Data to use
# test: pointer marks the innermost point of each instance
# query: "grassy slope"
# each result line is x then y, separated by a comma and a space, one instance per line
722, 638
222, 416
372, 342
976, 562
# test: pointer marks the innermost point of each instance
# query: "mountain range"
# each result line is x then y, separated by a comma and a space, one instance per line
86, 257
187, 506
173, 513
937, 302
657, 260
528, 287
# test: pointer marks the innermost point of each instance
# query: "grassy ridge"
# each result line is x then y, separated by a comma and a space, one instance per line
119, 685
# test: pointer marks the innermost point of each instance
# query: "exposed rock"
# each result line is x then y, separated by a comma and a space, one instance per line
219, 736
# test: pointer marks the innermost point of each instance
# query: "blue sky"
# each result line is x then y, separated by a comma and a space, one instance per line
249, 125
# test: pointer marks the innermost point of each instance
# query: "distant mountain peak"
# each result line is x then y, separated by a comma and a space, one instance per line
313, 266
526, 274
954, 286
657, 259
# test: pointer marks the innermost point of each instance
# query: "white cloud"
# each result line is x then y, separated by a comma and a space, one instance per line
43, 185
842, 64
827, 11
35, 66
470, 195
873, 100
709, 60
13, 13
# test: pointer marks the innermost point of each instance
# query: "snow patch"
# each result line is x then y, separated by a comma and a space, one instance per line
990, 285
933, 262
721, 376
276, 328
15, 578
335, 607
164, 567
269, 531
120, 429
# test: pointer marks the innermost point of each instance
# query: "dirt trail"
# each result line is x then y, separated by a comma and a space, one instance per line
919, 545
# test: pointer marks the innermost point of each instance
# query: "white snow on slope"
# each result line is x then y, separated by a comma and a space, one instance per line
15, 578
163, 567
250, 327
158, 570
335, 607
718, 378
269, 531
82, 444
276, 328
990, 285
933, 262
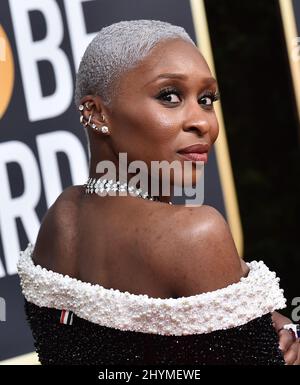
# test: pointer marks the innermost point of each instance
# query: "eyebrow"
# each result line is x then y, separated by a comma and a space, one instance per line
207, 80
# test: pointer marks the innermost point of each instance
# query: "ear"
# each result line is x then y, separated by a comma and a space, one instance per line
93, 104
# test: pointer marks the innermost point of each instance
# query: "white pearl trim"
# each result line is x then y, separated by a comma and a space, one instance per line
253, 296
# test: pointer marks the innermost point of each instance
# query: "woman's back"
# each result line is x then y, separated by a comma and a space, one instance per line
136, 245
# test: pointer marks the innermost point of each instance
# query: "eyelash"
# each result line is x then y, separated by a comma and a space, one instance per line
214, 96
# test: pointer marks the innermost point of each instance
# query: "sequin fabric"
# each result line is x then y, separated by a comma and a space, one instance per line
86, 343
234, 305
231, 325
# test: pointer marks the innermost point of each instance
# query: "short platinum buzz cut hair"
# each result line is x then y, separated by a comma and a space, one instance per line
116, 49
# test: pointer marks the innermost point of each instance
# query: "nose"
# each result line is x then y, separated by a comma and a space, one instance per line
202, 126
196, 121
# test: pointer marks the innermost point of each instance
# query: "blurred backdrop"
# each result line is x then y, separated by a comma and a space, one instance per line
252, 176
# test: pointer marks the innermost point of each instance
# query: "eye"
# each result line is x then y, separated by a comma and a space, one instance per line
170, 95
208, 98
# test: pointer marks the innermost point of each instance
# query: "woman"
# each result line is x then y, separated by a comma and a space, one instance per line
120, 279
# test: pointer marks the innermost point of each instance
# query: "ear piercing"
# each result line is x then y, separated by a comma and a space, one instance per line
84, 122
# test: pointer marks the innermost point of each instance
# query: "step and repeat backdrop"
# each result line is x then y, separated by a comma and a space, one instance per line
42, 144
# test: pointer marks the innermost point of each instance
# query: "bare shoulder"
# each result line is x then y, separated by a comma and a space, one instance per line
201, 255
57, 229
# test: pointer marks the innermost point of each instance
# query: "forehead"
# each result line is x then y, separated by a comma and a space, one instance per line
170, 56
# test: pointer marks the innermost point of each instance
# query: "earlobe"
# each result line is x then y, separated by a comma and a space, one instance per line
86, 119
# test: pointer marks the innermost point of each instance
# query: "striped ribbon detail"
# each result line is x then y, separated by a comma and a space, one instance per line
66, 317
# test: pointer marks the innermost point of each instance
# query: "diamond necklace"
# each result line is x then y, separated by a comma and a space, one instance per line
99, 185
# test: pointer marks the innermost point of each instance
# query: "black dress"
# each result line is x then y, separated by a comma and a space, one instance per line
75, 322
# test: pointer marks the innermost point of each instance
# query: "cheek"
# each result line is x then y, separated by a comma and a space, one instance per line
148, 123
214, 131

Task goal
Pick out the lines above that hold the string "slope" and show them.

Worked solution
# query: "grassy slope"
# query: "white snow on slope"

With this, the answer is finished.